■ EXERCISE:
Please rewrite the records from their start through the line containing "510L499 544L618 535L599", inclusive, switching "rough mask" to "coarse mask" and keeping everything else unchanged. Leave the pictures out of your answer.

■ MATERIAL PROVIDED:
__________
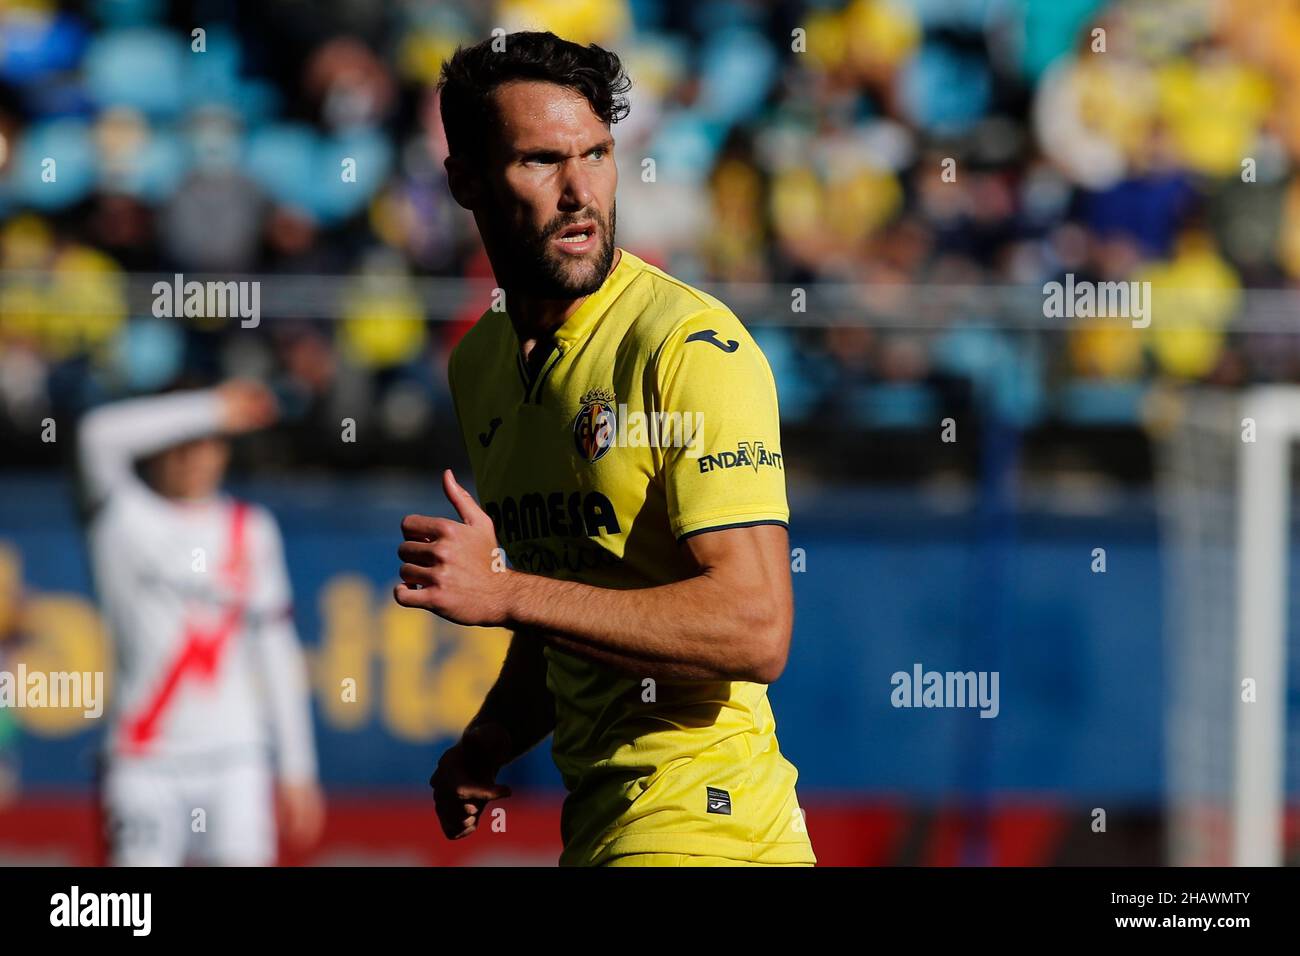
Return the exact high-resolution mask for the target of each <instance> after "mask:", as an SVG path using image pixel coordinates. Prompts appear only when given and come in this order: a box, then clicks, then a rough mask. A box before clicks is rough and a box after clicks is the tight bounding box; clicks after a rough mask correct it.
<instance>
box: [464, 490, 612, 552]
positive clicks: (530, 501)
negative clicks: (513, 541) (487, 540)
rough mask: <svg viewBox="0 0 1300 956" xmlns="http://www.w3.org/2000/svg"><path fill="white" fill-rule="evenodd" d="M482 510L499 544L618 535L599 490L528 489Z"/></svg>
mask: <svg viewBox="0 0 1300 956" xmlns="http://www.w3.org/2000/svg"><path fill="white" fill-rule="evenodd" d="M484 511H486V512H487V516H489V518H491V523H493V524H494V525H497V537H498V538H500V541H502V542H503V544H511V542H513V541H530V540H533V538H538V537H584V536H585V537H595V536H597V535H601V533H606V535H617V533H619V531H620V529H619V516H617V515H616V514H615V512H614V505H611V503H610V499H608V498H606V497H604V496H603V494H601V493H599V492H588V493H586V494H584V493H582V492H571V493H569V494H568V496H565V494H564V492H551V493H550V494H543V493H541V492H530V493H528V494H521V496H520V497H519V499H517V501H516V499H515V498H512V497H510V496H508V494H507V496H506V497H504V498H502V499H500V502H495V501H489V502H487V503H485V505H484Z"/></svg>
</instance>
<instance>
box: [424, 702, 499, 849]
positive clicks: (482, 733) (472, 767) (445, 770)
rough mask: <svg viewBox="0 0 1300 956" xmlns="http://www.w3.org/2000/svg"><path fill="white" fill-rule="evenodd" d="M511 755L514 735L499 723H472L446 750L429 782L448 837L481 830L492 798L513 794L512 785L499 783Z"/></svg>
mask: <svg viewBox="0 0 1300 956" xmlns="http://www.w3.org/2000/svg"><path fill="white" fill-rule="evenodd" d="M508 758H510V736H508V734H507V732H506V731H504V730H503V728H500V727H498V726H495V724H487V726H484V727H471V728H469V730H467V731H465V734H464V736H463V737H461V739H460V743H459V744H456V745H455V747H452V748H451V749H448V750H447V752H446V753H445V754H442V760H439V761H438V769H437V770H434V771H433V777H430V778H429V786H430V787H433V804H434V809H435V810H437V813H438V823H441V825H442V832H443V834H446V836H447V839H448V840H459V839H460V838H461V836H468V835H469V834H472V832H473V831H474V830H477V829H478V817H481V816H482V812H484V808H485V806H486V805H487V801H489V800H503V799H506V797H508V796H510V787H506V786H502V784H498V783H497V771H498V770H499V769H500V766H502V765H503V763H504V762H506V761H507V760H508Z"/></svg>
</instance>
__________
■ EXERCISE RESULT:
Return the exact high-resolution mask for the target of each <instance> after "mask:", as an SVG path using image pixel coordinates. Prompts appear only when given and come in this order: a box, then clicks, then a coarse mask. A box before clicks is rough and a box after clicks is the tight bounding box; clicks after a coarse mask correct it.
<instance>
box: [464, 490, 612, 552]
positive clicks: (530, 501)
negative clicks: (513, 541) (487, 540)
coarse mask: <svg viewBox="0 0 1300 956" xmlns="http://www.w3.org/2000/svg"><path fill="white" fill-rule="evenodd" d="M482 510L499 544L618 535L599 490L528 489Z"/></svg>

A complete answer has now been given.